╔══
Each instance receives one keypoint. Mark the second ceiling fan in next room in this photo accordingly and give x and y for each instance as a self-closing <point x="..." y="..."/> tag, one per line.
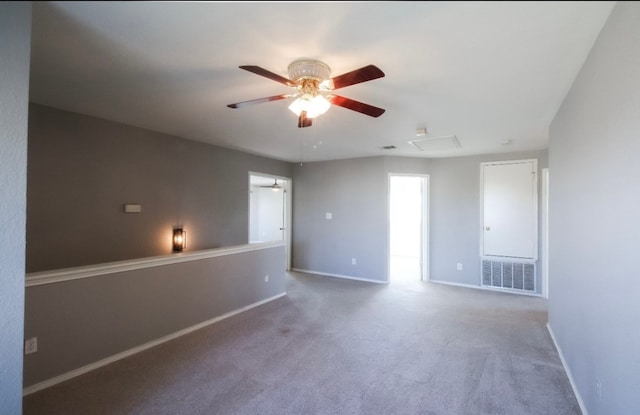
<point x="314" y="89"/>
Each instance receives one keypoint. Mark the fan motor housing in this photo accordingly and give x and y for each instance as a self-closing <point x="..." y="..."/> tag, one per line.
<point x="309" y="69"/>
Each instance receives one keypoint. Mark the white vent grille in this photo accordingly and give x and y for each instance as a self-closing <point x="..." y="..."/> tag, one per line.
<point x="436" y="143"/>
<point x="512" y="275"/>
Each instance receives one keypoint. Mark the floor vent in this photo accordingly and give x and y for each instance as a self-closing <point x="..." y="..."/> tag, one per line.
<point x="508" y="274"/>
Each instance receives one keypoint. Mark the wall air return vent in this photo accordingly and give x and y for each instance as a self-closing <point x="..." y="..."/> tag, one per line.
<point x="445" y="142"/>
<point x="512" y="275"/>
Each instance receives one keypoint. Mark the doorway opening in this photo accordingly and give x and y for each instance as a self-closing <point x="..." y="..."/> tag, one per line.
<point x="269" y="210"/>
<point x="408" y="213"/>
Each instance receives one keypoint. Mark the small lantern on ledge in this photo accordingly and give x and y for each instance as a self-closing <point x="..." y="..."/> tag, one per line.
<point x="179" y="239"/>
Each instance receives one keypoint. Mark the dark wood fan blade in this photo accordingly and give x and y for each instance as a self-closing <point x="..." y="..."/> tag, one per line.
<point x="354" y="105"/>
<point x="366" y="73"/>
<point x="268" y="74"/>
<point x="258" y="101"/>
<point x="303" y="121"/>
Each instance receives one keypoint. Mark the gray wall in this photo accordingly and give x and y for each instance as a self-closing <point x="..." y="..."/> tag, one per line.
<point x="15" y="43"/>
<point x="109" y="314"/>
<point x="82" y="170"/>
<point x="355" y="192"/>
<point x="594" y="179"/>
<point x="455" y="215"/>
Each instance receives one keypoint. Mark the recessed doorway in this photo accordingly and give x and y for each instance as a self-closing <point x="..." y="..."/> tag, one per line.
<point x="269" y="210"/>
<point x="408" y="213"/>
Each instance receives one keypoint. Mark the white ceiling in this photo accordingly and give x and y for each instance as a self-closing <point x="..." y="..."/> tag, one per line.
<point x="484" y="72"/>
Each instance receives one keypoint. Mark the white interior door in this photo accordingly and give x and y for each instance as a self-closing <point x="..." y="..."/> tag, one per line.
<point x="510" y="219"/>
<point x="269" y="210"/>
<point x="407" y="227"/>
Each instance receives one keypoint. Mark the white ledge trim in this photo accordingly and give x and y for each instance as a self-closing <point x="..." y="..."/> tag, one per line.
<point x="68" y="274"/>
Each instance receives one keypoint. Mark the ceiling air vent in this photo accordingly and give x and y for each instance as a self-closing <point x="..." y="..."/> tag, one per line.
<point x="445" y="142"/>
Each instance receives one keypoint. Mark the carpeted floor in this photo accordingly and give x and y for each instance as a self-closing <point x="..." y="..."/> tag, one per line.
<point x="334" y="346"/>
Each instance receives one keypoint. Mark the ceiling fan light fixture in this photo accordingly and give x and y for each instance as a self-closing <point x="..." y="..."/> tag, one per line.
<point x="313" y="105"/>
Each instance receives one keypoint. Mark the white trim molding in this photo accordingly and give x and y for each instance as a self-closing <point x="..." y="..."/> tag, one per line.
<point x="111" y="359"/>
<point x="568" y="371"/>
<point x="68" y="274"/>
<point x="346" y="277"/>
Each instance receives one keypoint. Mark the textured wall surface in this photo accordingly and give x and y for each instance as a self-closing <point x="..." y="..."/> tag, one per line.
<point x="82" y="170"/>
<point x="594" y="223"/>
<point x="15" y="32"/>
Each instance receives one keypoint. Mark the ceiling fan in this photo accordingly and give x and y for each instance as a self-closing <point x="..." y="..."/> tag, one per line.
<point x="314" y="86"/>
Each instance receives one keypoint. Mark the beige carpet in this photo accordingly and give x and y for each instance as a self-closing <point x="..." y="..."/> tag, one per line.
<point x="334" y="346"/>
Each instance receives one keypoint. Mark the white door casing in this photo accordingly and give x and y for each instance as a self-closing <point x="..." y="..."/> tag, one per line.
<point x="509" y="218"/>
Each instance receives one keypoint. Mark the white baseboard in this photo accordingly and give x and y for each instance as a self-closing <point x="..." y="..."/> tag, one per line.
<point x="346" y="277"/>
<point x="480" y="287"/>
<point x="568" y="371"/>
<point x="95" y="365"/>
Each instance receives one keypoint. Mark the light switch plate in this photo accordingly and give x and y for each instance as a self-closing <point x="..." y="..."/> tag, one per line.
<point x="132" y="208"/>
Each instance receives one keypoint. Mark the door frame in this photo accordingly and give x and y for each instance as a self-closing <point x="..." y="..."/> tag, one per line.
<point x="534" y="207"/>
<point x="545" y="232"/>
<point x="288" y="191"/>
<point x="424" y="251"/>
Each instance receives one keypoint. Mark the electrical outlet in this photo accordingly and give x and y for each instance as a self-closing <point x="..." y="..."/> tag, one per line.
<point x="31" y="345"/>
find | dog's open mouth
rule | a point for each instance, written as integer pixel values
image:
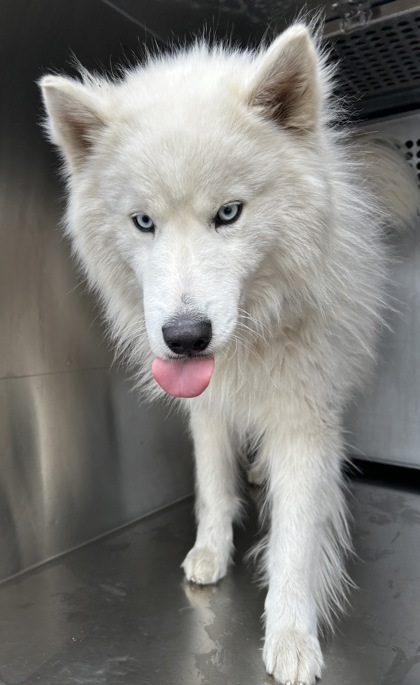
(187, 377)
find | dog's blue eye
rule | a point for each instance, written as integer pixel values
(144, 223)
(227, 214)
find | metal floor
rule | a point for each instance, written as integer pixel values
(117, 612)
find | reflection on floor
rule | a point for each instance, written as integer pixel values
(117, 611)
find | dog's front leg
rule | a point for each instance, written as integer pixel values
(217, 502)
(303, 559)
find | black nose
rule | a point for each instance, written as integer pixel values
(186, 335)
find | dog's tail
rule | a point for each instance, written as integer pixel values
(391, 178)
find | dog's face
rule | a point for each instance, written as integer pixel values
(184, 178)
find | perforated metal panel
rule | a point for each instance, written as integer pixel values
(378, 54)
(383, 57)
(405, 130)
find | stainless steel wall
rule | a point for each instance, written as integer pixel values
(78, 455)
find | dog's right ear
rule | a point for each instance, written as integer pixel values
(75, 117)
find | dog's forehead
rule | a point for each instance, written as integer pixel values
(185, 152)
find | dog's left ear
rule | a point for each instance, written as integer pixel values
(287, 85)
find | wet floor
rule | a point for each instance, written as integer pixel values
(117, 611)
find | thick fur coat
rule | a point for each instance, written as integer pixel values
(210, 190)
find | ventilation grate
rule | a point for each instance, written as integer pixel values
(405, 130)
(381, 59)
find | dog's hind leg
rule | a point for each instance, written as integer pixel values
(304, 554)
(217, 502)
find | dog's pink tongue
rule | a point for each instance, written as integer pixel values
(183, 378)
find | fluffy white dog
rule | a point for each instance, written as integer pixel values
(235, 238)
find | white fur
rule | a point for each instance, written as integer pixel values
(294, 288)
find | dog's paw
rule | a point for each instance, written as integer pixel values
(293, 657)
(204, 566)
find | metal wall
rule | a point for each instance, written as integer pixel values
(78, 456)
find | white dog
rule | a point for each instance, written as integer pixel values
(234, 237)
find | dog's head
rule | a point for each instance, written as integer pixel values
(195, 193)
╚══
Required work
Each line of the records that contains the string "metal" must be copied.

Result of the task
find | metal floor
find | perforated metal panel
find | metal wall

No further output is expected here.